Directions: Reproduce every one of the records below word for word, with no line changed, added or left out.

Given data:
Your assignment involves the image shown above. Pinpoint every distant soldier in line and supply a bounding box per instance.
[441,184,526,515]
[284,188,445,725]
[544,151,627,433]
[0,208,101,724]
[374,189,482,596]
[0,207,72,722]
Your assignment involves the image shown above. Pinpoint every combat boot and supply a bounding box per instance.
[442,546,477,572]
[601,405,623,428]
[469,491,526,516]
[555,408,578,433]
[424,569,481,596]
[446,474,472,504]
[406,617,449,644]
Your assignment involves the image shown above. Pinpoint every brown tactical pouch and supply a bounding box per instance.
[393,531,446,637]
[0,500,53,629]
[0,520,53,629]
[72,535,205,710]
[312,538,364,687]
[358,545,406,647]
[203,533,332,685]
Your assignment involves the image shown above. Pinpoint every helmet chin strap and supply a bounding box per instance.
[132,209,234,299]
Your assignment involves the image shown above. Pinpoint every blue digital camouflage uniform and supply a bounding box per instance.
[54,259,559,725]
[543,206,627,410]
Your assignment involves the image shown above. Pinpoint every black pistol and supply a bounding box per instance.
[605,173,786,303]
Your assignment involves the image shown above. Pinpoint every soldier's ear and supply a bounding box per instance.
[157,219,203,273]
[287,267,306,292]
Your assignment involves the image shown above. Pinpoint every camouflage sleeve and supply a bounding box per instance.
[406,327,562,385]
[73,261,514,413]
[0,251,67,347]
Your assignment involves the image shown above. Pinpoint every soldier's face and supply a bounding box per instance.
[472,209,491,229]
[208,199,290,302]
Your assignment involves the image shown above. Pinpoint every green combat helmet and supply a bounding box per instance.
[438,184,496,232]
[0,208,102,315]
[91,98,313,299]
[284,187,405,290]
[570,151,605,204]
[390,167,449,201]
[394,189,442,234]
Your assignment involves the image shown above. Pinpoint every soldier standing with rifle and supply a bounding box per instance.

Completed exercise:
Your assignment involves the image shown above. Pinpoint every distant soldier in line and supply a bounding box per instance.
[441,184,526,515]
[284,188,445,725]
[544,151,627,433]
[0,208,101,724]
[374,189,482,596]
[0,207,72,722]
Your assignment involves the image shown above. Pinpoint every combat boot and supply a bounding box per instance.
[442,546,477,572]
[601,405,623,428]
[469,491,526,516]
[555,408,578,433]
[424,569,481,596]
[446,474,472,504]
[406,617,449,644]
Your assignment involves the image shown above. Pinpoint every brown tactical pouch and supply a bounding box per instance.
[393,531,446,637]
[0,500,53,629]
[0,520,53,629]
[72,535,205,710]
[312,538,364,687]
[358,545,406,647]
[203,533,332,685]
Your assignment involves the image shown above. Pinpoint every helmet chin strap and supply a bounding box per instance.
[132,209,234,299]
Your assignment involves the image shown above. Pinpoint every blue digital camouflage uniform and supply a bounding box per instance.
[54,259,559,725]
[543,206,627,410]
Your assignment involves the image shown above. Pinpoint every black pistol and supply a bounding box per instance.
[605,173,786,303]
Your assignment involves the image shown above. Pinpoint every soldier's ear and supply a bounding box per instance.
[157,219,203,273]
[287,267,306,292]
Your assignment involves the image shown above. Pinpoint every camouflage sleeve and supply a bounding box per instance.
[406,327,562,385]
[73,261,514,413]
[0,251,67,347]
Your assignment involves the image shown above. Pinpoint every soldier's face and supply a bounding box per instance.
[472,209,491,229]
[208,199,290,302]
Your assignment involves the image shown above. Pinpoint every green combat helmet and supply a bounding box per instance.
[438,184,496,232]
[0,208,102,315]
[91,98,313,299]
[284,187,405,290]
[570,151,605,204]
[390,167,449,201]
[394,189,442,234]
Your assignment involves the image shown above. Pinpoint every soldier standing with rifle and supply a bounding box per instance.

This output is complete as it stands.